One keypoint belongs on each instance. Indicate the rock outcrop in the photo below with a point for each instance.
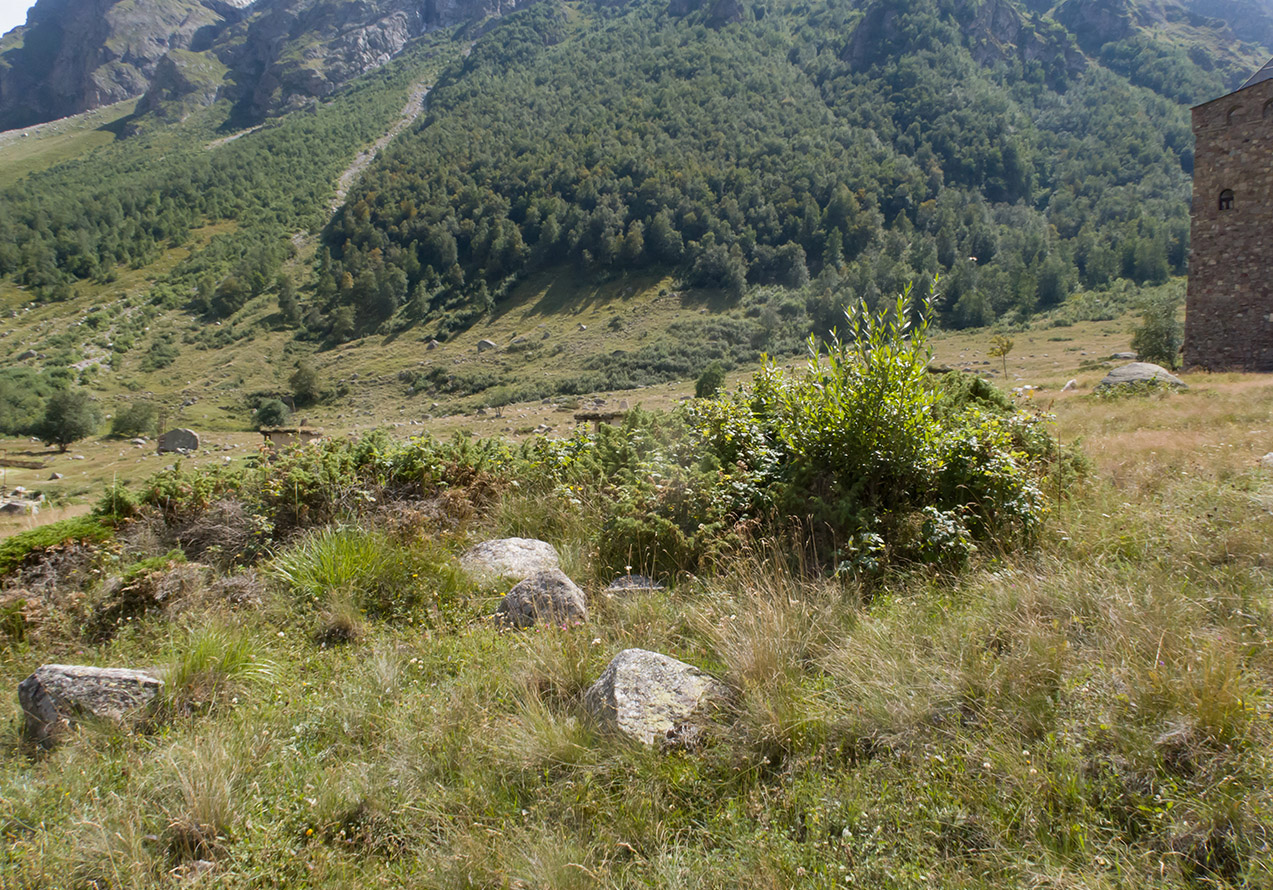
(1141, 372)
(56, 695)
(74, 55)
(545, 597)
(177, 439)
(653, 698)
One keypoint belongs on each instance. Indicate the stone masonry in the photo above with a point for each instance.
(1229, 318)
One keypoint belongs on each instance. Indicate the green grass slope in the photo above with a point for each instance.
(1089, 711)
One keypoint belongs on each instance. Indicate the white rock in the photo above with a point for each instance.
(651, 697)
(517, 558)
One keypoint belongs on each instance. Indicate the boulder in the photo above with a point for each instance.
(516, 558)
(633, 583)
(178, 439)
(56, 695)
(545, 597)
(1141, 372)
(653, 698)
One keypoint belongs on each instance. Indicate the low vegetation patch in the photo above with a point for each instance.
(938, 672)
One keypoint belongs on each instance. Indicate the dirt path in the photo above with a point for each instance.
(413, 108)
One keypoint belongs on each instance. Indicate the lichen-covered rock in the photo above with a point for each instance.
(56, 695)
(517, 558)
(653, 698)
(177, 439)
(1141, 372)
(545, 597)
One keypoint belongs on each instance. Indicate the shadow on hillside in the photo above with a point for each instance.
(570, 293)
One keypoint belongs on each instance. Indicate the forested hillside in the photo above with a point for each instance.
(791, 158)
(863, 145)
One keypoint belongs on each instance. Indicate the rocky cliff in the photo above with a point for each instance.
(74, 55)
(293, 51)
(266, 56)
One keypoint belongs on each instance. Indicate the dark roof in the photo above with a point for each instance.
(1263, 74)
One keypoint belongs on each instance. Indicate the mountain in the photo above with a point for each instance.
(269, 56)
(280, 181)
(71, 56)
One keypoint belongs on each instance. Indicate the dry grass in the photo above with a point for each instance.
(1091, 713)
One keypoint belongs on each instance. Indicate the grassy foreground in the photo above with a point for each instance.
(1087, 712)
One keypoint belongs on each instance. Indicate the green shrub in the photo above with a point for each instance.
(70, 415)
(271, 413)
(117, 503)
(209, 665)
(135, 419)
(19, 548)
(1160, 335)
(710, 381)
(369, 569)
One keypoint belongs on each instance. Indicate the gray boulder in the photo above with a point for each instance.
(516, 558)
(633, 583)
(1141, 372)
(178, 439)
(545, 597)
(653, 698)
(56, 695)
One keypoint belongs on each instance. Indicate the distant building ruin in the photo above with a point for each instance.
(1229, 311)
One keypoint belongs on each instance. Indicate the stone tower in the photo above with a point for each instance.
(1229, 315)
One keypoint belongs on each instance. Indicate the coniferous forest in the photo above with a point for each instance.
(834, 149)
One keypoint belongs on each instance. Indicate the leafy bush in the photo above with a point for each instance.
(271, 413)
(135, 419)
(209, 666)
(70, 415)
(368, 568)
(1159, 336)
(710, 381)
(117, 503)
(17, 549)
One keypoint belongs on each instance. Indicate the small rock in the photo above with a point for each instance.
(177, 439)
(651, 697)
(56, 695)
(545, 597)
(516, 558)
(1141, 372)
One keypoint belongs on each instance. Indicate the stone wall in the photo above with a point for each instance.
(1229, 321)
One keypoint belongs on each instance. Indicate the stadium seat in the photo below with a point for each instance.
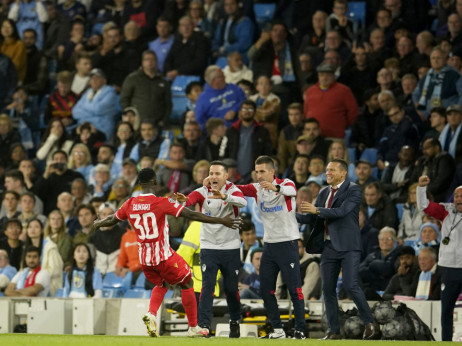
(264, 13)
(140, 281)
(400, 208)
(222, 62)
(370, 154)
(357, 13)
(137, 293)
(180, 82)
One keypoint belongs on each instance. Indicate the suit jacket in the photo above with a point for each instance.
(341, 218)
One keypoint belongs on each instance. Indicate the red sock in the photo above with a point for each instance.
(190, 306)
(157, 295)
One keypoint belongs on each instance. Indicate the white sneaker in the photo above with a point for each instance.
(277, 334)
(197, 332)
(151, 324)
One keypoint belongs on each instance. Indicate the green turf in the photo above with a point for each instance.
(99, 340)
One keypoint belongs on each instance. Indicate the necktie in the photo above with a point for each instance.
(329, 204)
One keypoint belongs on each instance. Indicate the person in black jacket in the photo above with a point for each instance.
(189, 52)
(247, 140)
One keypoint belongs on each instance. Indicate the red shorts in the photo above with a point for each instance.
(174, 271)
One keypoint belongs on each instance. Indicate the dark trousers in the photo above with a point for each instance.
(228, 262)
(348, 261)
(451, 287)
(282, 257)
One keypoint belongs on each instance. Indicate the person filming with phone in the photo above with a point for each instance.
(449, 259)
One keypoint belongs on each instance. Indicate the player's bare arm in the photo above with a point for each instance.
(226, 221)
(109, 221)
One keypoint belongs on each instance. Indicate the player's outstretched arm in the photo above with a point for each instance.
(109, 221)
(226, 221)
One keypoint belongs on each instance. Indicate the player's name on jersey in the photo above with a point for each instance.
(138, 207)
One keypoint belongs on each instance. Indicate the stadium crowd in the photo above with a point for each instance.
(86, 102)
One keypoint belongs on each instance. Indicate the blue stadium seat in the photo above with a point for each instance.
(352, 155)
(180, 82)
(357, 13)
(222, 62)
(264, 13)
(137, 293)
(400, 208)
(370, 154)
(140, 281)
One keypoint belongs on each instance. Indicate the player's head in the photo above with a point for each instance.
(218, 174)
(147, 178)
(264, 168)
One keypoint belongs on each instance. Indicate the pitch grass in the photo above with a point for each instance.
(100, 340)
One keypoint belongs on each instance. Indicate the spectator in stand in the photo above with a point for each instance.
(80, 160)
(8, 136)
(98, 105)
(65, 205)
(441, 86)
(234, 32)
(7, 272)
(363, 172)
(235, 70)
(249, 288)
(107, 242)
(247, 140)
(31, 281)
(429, 236)
(10, 203)
(57, 178)
(268, 107)
(128, 260)
(62, 100)
(83, 280)
(439, 166)
(81, 77)
(11, 244)
(214, 146)
(396, 176)
(377, 269)
(401, 132)
(191, 139)
(427, 283)
(86, 215)
(148, 91)
(176, 171)
(13, 47)
(219, 99)
(189, 52)
(50, 259)
(163, 43)
(381, 212)
(330, 103)
(437, 123)
(288, 135)
(14, 181)
(56, 231)
(275, 56)
(402, 283)
(309, 273)
(115, 59)
(55, 138)
(369, 235)
(36, 78)
(26, 205)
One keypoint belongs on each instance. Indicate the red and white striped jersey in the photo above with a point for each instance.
(148, 216)
(277, 210)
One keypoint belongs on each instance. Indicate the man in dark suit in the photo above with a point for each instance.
(337, 236)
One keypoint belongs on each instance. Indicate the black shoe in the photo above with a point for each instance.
(299, 335)
(234, 330)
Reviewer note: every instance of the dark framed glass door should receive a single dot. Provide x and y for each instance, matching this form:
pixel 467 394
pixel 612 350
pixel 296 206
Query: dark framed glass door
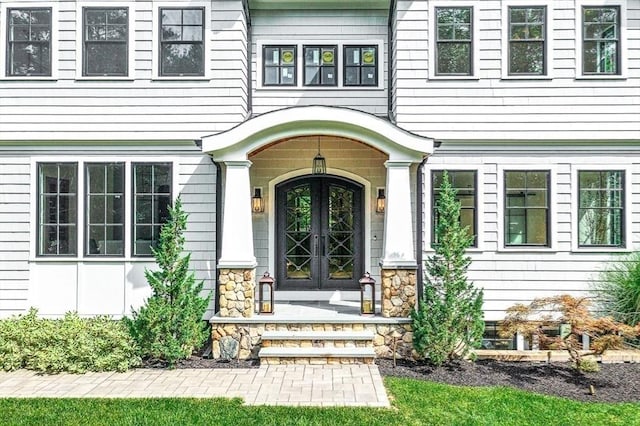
pixel 319 233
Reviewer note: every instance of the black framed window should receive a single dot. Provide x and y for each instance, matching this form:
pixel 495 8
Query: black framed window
pixel 279 65
pixel 360 66
pixel 29 42
pixel 106 34
pixel 152 189
pixel 57 209
pixel 182 42
pixel 601 40
pixel 464 182
pixel 454 41
pixel 104 220
pixel 601 208
pixel 320 65
pixel 526 221
pixel 527 38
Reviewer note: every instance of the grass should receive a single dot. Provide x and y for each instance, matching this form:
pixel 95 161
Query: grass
pixel 415 403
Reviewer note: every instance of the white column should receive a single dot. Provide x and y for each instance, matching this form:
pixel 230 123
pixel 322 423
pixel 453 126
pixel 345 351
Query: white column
pixel 237 232
pixel 399 249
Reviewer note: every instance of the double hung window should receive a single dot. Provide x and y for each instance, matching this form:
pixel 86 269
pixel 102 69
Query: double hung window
pixel 105 40
pixel 182 42
pixel 527 34
pixel 601 40
pixel 600 208
pixel 454 41
pixel 29 42
pixel 526 221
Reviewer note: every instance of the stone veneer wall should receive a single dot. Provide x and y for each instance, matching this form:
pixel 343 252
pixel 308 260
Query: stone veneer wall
pixel 236 292
pixel 398 292
pixel 243 341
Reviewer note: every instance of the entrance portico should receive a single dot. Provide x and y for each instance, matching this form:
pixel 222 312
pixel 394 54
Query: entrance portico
pixel 360 148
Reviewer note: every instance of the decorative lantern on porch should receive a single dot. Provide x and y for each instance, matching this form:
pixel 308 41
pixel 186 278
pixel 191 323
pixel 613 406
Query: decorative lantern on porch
pixel 367 295
pixel 265 294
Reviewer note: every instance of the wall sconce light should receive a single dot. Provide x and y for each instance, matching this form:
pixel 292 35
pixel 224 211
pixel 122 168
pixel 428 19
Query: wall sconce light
pixel 380 201
pixel 257 202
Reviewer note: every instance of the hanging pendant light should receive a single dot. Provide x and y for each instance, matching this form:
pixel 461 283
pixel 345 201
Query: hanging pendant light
pixel 319 166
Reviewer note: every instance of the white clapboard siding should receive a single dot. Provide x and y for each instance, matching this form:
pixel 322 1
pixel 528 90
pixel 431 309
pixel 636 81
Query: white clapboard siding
pixel 319 27
pixel 142 107
pixel 561 107
pixel 511 276
pixel 14 234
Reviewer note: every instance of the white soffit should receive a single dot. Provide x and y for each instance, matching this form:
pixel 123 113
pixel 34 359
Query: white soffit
pixel 235 144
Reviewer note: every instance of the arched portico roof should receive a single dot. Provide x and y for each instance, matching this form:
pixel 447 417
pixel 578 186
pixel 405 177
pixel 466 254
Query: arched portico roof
pixel 235 144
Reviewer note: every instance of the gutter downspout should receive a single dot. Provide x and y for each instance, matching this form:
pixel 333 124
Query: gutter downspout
pixel 419 227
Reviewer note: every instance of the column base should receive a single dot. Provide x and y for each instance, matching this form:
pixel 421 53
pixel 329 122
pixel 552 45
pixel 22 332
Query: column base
pixel 236 292
pixel 398 292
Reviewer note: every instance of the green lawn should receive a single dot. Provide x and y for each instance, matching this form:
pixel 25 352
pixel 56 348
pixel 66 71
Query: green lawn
pixel 415 403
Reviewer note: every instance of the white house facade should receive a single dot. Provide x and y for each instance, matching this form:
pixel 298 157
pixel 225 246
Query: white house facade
pixel 109 110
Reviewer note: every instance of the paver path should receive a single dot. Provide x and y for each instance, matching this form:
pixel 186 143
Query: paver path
pixel 319 385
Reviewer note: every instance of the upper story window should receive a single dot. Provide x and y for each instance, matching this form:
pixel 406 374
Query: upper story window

────────────────────

> [GOAL OF THE EXERCISE]:
Go line by line through the data and copy any that contain "upper".

> [TASK RESULT]:
Reviewer note: every instance of the upper story window should receive a single dot. Provide x and y for each instance, matching this form:
Query: upper story window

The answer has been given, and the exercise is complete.